**Exercise aim**: Records appear below. Give all of them again, exactly.

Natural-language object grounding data

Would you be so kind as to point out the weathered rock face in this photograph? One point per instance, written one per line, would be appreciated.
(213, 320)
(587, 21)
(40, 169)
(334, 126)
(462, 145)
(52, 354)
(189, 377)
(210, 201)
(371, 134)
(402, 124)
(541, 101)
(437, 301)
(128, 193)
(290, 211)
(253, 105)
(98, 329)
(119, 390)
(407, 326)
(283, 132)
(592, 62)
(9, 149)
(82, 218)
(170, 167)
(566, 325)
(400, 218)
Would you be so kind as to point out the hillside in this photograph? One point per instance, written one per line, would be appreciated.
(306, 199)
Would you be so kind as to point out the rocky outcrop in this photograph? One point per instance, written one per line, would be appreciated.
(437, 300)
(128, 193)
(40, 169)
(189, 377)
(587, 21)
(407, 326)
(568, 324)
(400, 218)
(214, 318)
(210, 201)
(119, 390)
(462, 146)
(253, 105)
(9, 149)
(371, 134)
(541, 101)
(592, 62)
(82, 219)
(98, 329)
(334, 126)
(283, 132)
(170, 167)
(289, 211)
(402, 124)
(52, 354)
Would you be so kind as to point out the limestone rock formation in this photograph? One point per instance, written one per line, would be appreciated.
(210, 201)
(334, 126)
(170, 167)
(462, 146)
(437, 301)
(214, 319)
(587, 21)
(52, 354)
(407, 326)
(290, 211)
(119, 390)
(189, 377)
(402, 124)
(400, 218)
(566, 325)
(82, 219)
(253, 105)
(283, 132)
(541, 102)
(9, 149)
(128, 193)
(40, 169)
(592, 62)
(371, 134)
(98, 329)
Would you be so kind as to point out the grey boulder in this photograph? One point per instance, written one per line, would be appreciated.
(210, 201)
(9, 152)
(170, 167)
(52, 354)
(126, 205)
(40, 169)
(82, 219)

**Solved problem**:
Would you be so kind as to point out the weathered rock face in this photograph? One point per instance, written one per line, would be appreciated.
(213, 320)
(587, 21)
(40, 169)
(334, 126)
(462, 145)
(52, 354)
(189, 377)
(210, 201)
(371, 134)
(402, 124)
(541, 101)
(437, 301)
(128, 193)
(290, 211)
(253, 105)
(98, 329)
(119, 390)
(407, 326)
(283, 132)
(592, 62)
(9, 149)
(82, 218)
(170, 167)
(566, 325)
(400, 218)
Would you be so kind as to point out the hillside in this photograph? One point per instance, written one per line, would be appreciated.
(306, 199)
Would you be so kind as to point out the rocky outcrop in this photograph? One point per instance, written one per line, would be appreciated.
(437, 300)
(128, 193)
(40, 169)
(189, 377)
(587, 21)
(407, 326)
(568, 324)
(400, 218)
(214, 318)
(210, 201)
(119, 390)
(462, 146)
(253, 105)
(9, 149)
(371, 134)
(541, 101)
(592, 62)
(82, 219)
(98, 329)
(334, 126)
(283, 132)
(170, 167)
(289, 211)
(402, 124)
(52, 354)
Would you be so kind as to point out the limestone rock formation in this photograph? One point per instance, written one per line, would be appreciated.
(210, 201)
(334, 126)
(170, 167)
(462, 146)
(437, 301)
(214, 319)
(587, 21)
(52, 354)
(407, 326)
(290, 211)
(119, 390)
(189, 377)
(402, 124)
(400, 218)
(566, 325)
(82, 219)
(253, 105)
(283, 132)
(541, 102)
(9, 149)
(128, 193)
(40, 169)
(592, 62)
(371, 134)
(98, 329)
Would you be so kind as to point out the grey boulder in this photograph? One point per instance, written one per line, would be appreciated.
(210, 201)
(9, 152)
(170, 167)
(52, 354)
(126, 205)
(40, 169)
(82, 219)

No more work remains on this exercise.